▶ _YOUR GOAL_:
Write out exactly, please, the lines from the one containing "the green bract?" to the end of the material.

==================================================

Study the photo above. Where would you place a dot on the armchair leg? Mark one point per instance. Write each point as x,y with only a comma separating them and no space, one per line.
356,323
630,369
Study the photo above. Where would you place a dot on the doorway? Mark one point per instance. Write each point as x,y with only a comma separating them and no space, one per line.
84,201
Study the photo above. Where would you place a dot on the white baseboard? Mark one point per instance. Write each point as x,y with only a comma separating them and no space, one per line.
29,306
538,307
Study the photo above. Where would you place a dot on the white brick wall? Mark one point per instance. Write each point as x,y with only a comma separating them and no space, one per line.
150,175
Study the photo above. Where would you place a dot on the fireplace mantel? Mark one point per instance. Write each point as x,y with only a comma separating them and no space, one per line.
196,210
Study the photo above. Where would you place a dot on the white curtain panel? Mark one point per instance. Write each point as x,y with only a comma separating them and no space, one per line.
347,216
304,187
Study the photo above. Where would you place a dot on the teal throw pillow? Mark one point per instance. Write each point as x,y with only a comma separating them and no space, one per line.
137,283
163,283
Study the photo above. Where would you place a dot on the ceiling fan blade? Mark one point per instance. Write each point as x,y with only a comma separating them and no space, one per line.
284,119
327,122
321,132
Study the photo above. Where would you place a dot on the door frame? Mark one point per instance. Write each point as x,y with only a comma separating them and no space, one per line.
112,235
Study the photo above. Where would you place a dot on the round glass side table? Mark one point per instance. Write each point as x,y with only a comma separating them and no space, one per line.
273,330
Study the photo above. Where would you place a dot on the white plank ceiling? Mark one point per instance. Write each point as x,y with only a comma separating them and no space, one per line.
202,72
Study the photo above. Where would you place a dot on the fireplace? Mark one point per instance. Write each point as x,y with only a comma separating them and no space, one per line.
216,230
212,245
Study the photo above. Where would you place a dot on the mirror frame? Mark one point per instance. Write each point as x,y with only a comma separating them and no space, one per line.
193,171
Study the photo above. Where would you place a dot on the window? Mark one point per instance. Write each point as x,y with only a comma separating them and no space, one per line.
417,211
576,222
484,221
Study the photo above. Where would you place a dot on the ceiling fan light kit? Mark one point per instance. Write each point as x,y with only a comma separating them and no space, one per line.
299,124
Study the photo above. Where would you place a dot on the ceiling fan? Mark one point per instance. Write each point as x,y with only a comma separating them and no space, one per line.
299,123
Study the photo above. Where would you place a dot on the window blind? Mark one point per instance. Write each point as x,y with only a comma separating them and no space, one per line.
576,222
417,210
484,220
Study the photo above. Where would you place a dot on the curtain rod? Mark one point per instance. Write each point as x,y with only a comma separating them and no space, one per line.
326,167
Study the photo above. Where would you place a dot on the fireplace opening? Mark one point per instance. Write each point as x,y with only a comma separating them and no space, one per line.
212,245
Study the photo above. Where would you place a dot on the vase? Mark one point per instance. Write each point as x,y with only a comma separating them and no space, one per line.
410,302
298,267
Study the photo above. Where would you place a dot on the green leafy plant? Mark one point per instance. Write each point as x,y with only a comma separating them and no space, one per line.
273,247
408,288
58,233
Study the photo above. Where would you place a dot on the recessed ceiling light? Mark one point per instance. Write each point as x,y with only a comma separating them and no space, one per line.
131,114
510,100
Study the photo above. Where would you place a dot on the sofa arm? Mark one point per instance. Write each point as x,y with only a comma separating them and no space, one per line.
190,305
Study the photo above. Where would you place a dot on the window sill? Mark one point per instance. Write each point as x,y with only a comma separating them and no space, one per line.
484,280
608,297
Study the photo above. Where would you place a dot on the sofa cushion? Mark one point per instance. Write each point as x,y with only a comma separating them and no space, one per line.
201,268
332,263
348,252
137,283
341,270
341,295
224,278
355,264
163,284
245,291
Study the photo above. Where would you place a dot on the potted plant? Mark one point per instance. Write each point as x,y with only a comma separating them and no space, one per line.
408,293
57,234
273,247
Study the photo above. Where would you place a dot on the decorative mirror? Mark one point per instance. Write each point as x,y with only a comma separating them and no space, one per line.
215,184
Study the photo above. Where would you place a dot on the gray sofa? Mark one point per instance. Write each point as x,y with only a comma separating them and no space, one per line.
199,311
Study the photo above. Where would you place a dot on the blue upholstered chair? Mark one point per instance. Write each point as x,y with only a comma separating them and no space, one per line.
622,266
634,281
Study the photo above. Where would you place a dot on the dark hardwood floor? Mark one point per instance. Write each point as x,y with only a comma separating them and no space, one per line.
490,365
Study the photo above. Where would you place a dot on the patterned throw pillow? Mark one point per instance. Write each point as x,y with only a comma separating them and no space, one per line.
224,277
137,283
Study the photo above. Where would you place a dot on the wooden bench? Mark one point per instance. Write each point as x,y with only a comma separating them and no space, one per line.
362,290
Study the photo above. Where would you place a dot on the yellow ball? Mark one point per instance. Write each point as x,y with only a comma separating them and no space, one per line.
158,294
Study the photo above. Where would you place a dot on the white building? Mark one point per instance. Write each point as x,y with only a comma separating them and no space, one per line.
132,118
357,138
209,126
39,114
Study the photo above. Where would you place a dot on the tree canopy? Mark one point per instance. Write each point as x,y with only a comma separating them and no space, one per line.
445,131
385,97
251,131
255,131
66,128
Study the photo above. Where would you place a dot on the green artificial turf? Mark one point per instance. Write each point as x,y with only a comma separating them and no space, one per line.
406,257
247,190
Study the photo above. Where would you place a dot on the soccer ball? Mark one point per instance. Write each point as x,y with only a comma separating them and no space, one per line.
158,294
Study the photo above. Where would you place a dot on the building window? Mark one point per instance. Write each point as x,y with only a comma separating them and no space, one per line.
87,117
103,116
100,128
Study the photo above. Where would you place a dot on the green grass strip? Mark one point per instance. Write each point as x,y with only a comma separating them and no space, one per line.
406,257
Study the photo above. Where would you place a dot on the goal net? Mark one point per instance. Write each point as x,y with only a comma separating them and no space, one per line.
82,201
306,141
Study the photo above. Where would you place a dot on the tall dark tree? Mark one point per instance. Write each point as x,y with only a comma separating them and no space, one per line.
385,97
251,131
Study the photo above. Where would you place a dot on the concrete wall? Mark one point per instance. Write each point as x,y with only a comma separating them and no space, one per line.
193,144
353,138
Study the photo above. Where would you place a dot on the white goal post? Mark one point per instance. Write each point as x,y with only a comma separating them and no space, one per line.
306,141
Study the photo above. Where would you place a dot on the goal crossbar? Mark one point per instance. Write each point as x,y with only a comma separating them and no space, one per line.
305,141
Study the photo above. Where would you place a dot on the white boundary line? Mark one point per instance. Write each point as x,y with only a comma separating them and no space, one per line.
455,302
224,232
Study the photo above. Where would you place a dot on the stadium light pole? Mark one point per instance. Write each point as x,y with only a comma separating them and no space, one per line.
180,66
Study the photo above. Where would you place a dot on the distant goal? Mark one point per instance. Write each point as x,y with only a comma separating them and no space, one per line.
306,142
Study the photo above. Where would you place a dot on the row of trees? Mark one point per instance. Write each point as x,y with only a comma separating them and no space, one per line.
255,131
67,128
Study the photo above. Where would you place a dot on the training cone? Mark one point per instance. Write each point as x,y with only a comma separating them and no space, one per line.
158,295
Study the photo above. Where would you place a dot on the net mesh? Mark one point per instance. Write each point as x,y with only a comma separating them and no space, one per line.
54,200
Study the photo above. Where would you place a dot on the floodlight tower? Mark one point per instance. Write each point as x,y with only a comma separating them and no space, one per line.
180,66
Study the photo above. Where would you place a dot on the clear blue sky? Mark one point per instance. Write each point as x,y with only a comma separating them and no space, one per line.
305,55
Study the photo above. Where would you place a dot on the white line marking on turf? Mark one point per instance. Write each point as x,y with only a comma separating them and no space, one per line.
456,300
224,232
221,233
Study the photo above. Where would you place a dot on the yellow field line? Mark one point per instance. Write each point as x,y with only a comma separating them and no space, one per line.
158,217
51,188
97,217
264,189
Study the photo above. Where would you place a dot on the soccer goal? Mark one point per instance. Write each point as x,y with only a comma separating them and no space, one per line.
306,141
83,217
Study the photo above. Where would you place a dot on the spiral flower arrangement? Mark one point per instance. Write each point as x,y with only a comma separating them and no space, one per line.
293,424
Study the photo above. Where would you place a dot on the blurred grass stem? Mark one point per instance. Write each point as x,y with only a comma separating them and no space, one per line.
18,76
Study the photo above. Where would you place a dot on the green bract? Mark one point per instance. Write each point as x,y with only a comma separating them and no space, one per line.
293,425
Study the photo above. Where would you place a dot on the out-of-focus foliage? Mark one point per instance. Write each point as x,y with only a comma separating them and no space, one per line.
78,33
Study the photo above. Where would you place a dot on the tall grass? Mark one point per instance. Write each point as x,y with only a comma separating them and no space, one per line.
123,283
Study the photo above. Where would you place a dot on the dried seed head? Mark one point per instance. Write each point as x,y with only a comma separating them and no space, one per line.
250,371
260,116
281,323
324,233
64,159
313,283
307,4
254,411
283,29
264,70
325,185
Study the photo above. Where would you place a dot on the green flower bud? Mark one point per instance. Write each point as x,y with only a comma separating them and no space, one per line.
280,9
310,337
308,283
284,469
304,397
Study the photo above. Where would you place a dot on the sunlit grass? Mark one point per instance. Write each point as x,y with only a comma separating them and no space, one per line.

==================================================

▶ _THE RESULT_:
Study the photo above. Where would you place a dot on the green bract? Mark one point per instance. Write each point as x,y with only a comma separating them and no space, one per line.
293,425
Study the photo above. Where would you place a dot on the out-of-focus foliage? Mark one point per instance. Write each point as x,y with only a comma separating them and no space, one per line.
78,33
Study the photo above. Where would you place a dot on the tall grass? Mark one point per instance. Write each point as x,y with only a comma separating them and no space, one per line.
123,283
Study the photo above. Where would you place a dot on the dried seed head? Mark one point per instance. Write each point as x,y with only a comma separating them and no space, one per line.
250,371
260,116
281,323
324,233
64,159
313,283
307,4
254,411
283,29
264,70
325,185
Study the photo above. Where would you place a dot on the green flower bud? Mark one point per instance. Write each point as x,y with only a comma separating them and no space, one per line.
280,9
310,337
308,283
284,469
304,397
Study the photo above. Where would you place a dot on the sunlit grass? Mark one point per instance. Write each point as x,y with only a comma separating them and no space, one per line.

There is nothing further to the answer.